> **GIVEN INSTRUCTION**
Carry on the Stockholm travel guide below, starting right after its final sentence.

> **TEXT SECTION**
Stockholm Travel Guide


Stockholm, Sweden, is a city of contrasts. Unspoiled architecture dating back centuries is complemented by the best in modern Scandinavian design. Stockholm's appreciation of its culture and heritage shows in its theaters, concert halls and galleries, which showcase a rich variety of artistic innovations.

The seasons provide a sharp distinction, too. Stockholm in summer is green and blue, with its attention on the water. In winter, Stockholm is white and frozen, with a sense of stillness and calm, the afternoon darkness punctuated by candlelit cafes and bars.

The waterways surrounding Stockholm's islands clearly define the city's various quarters. From the bohemian cliff-top cafes of Sodermalm and the 17th-century cobbled streets of Gamla Stan to the luxury boutiques of Ostermalm and the parkland calm of Djurgarden, you're never more than a bridge away from a completely different city experience. Flecked with sailboats and ferries in summer, Stockholm's great tree-fringed waterways are often iced over, snow-covered and misty in winter, creating the illusion of a city in the clouds—the perfect setting for the Nobel Prize ceremonies that take place in the city every year.


The Stockholm area lies between the Baltic Sea and Lake Malaren. Made up of 14 islands and part of the mainland, it has more than 50 bridges connecting all its different parts. One of the largest archipelagos in the world lies east of Stockholm—some of the 25,000 islands are easily accessible from the city center.

The heart of Stockholm is Gamla Stan (Old Town), which has narrow, cobblestoned streets and tourist-friendly shops in buildings dating from the 15th century. It's situated on three islands: Stadsholmen (the largest and the one usually indicated as Gamla Stan on maps); Helgeandsholmen (where the parliament building is located); and Riddarholmen.

The main business and shopping district lies north of Gamla Stan. Officially it's called Norrmalm, but ever since the central train station was built, locals just refer to it as "city center." Norrmalm is roughly bordered by the fruit vendors at Hotorget (Hay Square) to the north, Ostermalm to the east, Kungsholmen to the west and, across the water, Gamla Stan to the south.

Ostermalm resembles parts of Paris, with large tree-lined boulevards and avenues. Strandvagen, Karlavagen, Valhallavagen and Narvavagen are the major thoroughfares there. Ostermalm has developed into one of Stockholm's most affluent residential districts, partly because it's near Djurgarden—an open space that was once a royal park.

To the south of Gamla Stan is the mainland area of Sodermalm. Filled with trendy restaurants, shops and popular discos, this busy neighborhood (often called "Soder") is worth a visit for its progressive ambience.


Regent Birger Jarl founded Stockholm in 1252, when he built the Tre Kronor (Three Crowns) castle and the city walls. The city originally occupied the area known today as Gamla Stan (Old Town), but expansion began as early as the 1300s. During that century and the next, the areas of Norrmalm and Sodermalm became part of Stockholm.

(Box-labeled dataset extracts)

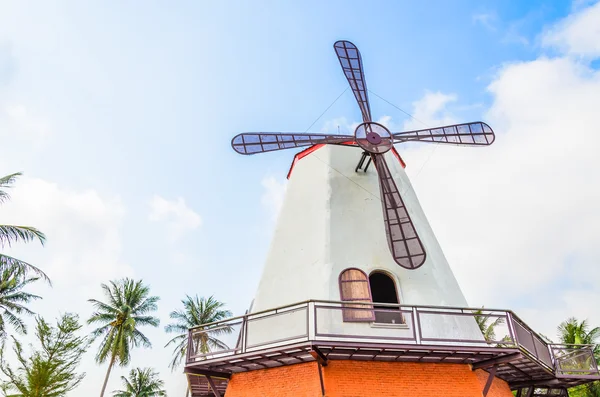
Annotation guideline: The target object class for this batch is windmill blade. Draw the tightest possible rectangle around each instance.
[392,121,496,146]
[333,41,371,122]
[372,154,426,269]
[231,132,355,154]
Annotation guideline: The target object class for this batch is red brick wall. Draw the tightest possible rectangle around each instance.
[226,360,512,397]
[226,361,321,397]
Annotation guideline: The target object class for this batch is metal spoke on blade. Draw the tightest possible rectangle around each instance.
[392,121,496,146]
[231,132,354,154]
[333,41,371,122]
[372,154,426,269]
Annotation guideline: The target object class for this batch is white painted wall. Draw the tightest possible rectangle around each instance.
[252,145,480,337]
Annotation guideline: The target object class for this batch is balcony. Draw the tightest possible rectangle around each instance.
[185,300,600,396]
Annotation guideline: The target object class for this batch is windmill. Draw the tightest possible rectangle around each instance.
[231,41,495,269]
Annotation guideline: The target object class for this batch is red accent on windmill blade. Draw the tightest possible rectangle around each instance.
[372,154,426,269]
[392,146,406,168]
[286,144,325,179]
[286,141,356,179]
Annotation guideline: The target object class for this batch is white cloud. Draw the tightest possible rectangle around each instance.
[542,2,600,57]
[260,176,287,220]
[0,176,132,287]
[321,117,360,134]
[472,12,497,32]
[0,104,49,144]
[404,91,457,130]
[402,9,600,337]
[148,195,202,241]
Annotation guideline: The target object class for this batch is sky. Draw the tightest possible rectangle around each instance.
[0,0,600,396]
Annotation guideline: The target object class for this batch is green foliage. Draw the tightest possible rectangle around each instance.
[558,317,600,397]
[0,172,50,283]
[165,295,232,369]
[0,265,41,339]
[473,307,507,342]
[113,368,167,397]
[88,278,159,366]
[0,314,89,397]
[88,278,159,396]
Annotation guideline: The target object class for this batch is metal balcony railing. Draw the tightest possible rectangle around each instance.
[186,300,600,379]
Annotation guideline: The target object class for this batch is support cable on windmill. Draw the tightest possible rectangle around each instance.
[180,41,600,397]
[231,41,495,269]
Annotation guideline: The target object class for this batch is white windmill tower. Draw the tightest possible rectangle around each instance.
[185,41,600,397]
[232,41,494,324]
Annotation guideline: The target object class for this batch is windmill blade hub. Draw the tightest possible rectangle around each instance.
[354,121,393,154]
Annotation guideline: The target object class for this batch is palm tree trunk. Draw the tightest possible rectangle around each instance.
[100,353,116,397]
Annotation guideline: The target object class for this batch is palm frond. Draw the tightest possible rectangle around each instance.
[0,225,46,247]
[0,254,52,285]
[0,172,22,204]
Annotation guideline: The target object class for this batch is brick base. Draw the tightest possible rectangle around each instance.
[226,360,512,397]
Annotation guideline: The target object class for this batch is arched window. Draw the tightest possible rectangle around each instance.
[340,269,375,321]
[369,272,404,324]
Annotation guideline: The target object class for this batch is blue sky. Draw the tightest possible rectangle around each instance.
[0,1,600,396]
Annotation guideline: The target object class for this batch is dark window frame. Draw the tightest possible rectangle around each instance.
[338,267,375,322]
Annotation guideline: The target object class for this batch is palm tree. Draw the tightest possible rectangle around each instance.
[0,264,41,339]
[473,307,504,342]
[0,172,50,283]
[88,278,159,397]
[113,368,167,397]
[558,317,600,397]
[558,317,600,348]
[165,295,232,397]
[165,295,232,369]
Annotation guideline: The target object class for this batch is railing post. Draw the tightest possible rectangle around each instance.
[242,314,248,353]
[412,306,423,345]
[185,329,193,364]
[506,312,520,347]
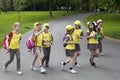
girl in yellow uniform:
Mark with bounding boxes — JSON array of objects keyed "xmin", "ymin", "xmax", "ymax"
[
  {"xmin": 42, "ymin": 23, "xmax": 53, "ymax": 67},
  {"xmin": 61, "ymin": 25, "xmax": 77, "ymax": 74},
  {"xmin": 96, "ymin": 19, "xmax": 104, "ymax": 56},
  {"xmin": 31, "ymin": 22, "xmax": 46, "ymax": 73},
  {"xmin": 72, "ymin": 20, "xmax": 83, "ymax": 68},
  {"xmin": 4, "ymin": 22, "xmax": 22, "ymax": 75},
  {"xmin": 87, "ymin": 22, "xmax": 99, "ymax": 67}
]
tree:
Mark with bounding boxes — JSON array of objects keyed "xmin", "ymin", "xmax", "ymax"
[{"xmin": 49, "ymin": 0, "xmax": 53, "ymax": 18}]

* * *

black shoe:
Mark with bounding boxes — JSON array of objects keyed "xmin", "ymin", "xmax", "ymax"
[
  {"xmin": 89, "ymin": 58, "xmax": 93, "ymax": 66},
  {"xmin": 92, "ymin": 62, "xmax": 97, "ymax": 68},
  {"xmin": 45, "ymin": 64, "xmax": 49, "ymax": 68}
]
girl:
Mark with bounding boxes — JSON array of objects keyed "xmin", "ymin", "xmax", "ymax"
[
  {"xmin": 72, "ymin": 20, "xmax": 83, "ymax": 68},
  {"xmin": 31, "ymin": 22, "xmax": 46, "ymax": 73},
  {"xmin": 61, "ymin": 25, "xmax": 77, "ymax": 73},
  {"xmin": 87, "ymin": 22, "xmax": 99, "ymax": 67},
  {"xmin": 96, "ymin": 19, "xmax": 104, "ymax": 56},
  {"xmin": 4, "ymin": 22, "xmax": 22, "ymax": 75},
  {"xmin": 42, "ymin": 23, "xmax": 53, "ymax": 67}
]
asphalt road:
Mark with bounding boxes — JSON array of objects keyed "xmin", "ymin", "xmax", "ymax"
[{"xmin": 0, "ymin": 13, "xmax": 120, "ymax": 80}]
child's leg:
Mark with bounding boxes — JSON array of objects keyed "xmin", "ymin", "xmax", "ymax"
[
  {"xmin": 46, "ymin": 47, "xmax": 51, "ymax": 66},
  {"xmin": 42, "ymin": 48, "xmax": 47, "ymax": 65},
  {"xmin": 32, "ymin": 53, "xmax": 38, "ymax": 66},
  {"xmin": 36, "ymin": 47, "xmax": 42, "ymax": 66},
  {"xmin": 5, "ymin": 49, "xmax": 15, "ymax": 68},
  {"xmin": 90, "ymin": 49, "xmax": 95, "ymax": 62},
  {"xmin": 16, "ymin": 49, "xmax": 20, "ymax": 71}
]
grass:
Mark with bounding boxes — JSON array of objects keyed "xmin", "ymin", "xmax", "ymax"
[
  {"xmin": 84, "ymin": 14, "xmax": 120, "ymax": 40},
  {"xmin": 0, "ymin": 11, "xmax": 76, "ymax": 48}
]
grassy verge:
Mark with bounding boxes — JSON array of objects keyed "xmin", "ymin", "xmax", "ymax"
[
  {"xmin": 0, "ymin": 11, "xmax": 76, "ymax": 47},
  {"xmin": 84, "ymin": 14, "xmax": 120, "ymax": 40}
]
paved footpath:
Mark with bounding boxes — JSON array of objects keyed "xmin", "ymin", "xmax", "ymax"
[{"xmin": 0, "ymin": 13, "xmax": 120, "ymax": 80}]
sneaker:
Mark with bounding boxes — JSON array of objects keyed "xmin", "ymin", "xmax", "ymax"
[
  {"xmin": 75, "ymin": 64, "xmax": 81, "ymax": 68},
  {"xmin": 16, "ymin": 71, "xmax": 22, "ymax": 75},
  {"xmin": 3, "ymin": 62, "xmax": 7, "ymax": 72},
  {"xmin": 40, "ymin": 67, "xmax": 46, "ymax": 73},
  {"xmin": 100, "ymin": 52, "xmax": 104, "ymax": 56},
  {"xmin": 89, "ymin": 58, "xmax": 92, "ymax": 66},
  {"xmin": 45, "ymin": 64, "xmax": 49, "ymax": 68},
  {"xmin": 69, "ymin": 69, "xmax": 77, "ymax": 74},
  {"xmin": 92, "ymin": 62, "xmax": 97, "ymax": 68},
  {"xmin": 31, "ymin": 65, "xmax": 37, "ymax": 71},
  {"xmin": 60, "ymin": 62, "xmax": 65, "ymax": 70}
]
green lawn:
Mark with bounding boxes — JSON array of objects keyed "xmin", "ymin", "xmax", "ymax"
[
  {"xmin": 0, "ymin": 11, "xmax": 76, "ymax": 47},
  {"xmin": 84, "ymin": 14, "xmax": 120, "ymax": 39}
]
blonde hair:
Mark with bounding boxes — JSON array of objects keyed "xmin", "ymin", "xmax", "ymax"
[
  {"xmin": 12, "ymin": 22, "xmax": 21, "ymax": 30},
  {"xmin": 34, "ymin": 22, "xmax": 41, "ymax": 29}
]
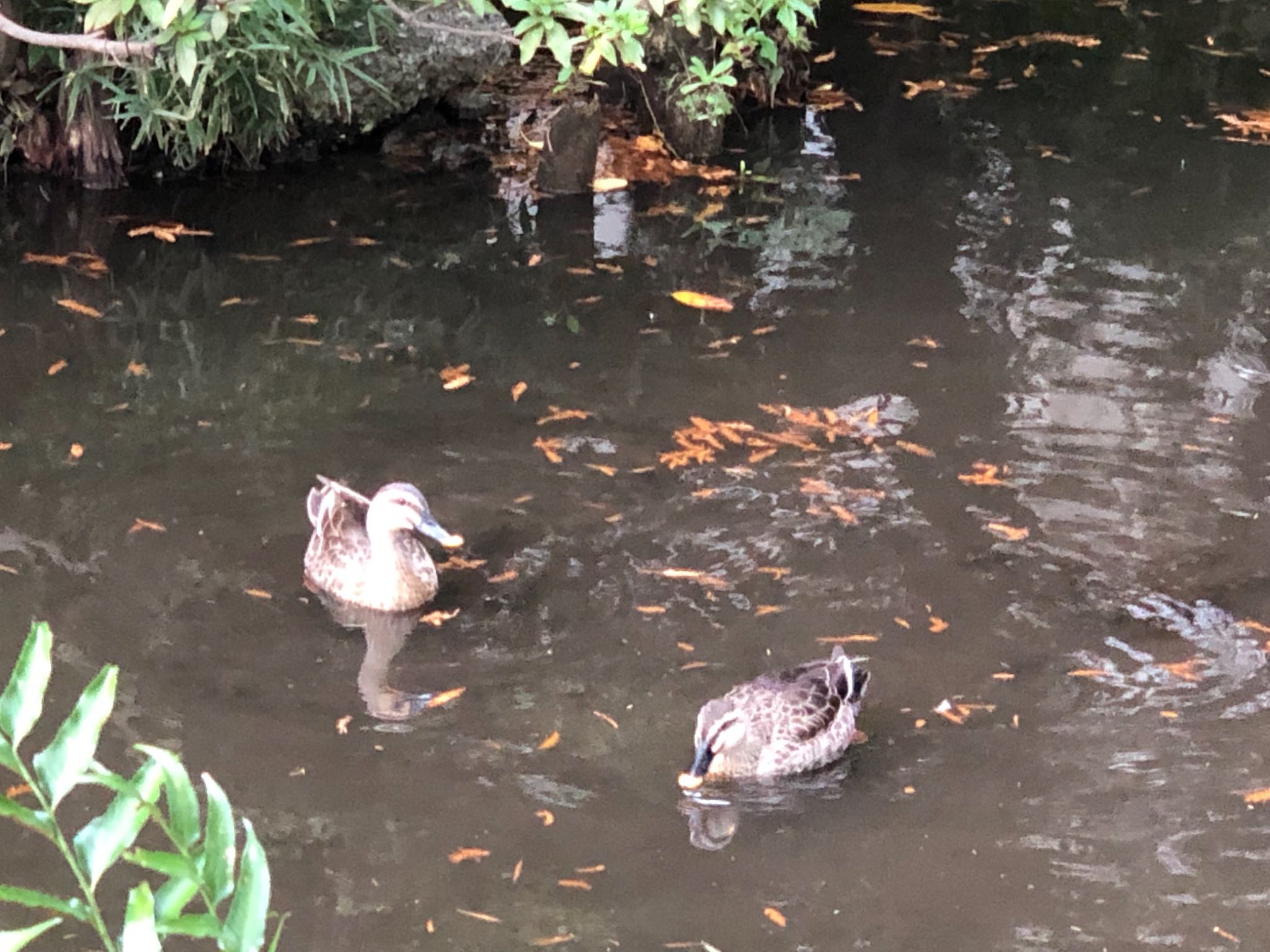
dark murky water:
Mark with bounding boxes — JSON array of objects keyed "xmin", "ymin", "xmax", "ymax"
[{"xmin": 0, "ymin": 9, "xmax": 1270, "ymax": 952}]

* * *

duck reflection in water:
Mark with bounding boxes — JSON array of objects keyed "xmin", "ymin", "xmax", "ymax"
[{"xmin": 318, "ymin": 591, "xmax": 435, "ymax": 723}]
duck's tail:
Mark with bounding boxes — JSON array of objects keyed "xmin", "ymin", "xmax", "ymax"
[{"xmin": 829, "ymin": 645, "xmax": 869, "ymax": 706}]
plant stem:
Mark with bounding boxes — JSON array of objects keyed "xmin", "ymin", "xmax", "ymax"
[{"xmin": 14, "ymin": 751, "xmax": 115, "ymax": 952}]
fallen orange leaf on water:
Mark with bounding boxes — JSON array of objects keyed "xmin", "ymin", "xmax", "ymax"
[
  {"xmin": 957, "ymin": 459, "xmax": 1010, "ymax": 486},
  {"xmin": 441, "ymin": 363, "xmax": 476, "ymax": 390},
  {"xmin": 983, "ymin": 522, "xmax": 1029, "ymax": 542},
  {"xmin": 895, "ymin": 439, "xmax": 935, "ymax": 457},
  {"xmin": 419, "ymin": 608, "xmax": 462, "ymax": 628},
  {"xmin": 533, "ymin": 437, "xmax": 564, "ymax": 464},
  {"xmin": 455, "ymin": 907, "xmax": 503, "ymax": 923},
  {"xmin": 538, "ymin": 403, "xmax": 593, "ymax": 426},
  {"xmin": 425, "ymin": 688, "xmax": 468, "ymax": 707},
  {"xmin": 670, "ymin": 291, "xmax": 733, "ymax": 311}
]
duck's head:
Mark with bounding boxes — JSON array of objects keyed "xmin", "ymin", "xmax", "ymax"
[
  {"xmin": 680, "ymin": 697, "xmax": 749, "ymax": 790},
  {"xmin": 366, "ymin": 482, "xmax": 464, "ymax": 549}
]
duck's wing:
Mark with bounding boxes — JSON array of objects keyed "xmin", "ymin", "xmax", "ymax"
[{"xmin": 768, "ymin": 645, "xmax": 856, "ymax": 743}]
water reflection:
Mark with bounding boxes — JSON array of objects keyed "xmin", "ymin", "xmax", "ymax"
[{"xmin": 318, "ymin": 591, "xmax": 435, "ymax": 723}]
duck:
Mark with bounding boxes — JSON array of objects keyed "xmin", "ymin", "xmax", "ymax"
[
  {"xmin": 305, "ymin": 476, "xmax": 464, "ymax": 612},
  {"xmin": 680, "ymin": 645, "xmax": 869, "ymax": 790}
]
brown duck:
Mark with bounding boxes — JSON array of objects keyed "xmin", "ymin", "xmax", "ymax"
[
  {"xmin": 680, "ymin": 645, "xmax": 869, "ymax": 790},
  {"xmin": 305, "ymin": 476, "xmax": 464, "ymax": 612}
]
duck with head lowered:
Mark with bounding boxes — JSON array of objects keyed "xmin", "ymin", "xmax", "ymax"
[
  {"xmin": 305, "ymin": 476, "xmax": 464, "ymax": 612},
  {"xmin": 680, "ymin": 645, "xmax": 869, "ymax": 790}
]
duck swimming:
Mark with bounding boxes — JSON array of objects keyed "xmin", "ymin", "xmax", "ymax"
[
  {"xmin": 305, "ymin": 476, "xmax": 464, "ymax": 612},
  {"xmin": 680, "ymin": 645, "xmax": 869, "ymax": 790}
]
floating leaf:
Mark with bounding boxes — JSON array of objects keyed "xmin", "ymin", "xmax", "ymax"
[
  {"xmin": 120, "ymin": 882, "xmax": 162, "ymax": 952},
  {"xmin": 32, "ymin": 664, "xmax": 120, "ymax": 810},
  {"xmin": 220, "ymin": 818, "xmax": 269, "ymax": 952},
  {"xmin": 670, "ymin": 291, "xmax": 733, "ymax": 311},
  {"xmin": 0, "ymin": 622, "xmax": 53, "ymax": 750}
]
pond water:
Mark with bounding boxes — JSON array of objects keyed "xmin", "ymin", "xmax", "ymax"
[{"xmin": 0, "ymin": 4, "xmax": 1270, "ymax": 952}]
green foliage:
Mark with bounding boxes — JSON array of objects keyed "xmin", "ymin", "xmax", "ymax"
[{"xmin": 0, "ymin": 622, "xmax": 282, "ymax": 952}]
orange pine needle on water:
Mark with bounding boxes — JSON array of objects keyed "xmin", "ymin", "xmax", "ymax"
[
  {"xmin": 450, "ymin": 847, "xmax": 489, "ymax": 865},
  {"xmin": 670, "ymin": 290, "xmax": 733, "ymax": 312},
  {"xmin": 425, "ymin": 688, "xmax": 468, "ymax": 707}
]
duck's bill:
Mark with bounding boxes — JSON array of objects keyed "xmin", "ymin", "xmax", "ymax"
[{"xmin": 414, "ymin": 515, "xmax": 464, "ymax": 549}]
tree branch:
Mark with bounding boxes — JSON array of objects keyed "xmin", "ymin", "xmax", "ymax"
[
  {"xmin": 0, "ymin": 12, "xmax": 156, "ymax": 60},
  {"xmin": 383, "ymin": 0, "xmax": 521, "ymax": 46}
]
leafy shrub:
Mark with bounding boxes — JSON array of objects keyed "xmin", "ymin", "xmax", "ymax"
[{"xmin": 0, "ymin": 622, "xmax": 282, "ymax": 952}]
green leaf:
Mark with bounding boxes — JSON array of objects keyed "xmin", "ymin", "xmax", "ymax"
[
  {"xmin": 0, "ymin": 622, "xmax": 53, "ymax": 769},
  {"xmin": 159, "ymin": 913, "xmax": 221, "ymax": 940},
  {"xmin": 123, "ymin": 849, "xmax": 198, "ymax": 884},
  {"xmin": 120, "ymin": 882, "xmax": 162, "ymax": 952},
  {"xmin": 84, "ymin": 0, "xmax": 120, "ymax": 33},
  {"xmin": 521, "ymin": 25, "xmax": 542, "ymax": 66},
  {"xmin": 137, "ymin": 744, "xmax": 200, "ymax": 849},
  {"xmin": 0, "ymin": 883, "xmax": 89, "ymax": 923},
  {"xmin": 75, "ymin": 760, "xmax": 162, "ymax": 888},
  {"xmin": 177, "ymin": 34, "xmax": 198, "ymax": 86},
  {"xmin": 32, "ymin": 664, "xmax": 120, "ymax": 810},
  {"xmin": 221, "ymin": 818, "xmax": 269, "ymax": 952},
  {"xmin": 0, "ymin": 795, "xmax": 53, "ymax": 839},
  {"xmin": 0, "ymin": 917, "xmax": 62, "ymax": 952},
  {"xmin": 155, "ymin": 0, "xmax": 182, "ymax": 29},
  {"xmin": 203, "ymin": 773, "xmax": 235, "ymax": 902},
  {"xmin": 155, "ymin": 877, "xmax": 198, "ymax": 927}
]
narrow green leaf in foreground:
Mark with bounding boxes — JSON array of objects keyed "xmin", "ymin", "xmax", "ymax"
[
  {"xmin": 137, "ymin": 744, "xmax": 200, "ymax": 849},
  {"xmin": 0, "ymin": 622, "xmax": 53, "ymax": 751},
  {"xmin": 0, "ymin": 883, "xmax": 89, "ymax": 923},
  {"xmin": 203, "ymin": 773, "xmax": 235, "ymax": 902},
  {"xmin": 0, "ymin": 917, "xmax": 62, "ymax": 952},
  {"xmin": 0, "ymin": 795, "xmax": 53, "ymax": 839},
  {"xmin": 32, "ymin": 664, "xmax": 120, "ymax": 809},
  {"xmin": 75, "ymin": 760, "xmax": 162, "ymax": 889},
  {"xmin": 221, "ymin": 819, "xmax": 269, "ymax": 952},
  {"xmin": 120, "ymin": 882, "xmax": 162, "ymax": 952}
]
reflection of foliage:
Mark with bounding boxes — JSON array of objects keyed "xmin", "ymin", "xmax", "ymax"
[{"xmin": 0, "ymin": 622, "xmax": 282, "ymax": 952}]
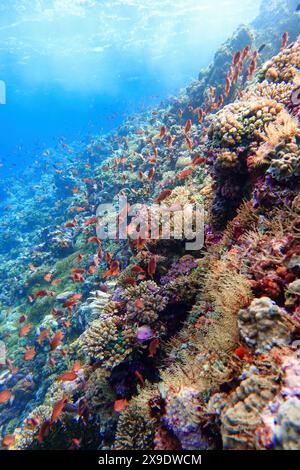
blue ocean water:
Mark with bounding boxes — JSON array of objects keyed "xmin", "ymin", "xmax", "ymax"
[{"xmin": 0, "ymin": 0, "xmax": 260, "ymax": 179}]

> **WRITTEN ANSWER**
Throughout the 1400s, the close union between Sweden and its neighbors Norway and Denmark evolved into a power struggle, and by the beginning of the 16th century, Denmark was attempting to assert military control over Sweden. Matters came to a head in 1520, when nobleman Gustav Vasa finally rallied enough troops to eject the Danish king from Sweden.

The resulting monarchy, first headed by Gustav Vasa, used Stockholm as its base of power, but the city didn't officially become the capital of Sweden until 1634. All the while, Stockholm maintained its status as an important trade center, controlling access to Lake Malaren from the Baltic Sea.

The arrival of steamships and trains in the 1800s increased the city's international trade and, as a result, its prosperity. During this period, new construction engulfed Stockholm, and much of the city was rebuilt. Residents began moving out into the suburbs, and the city people see today began to take shape.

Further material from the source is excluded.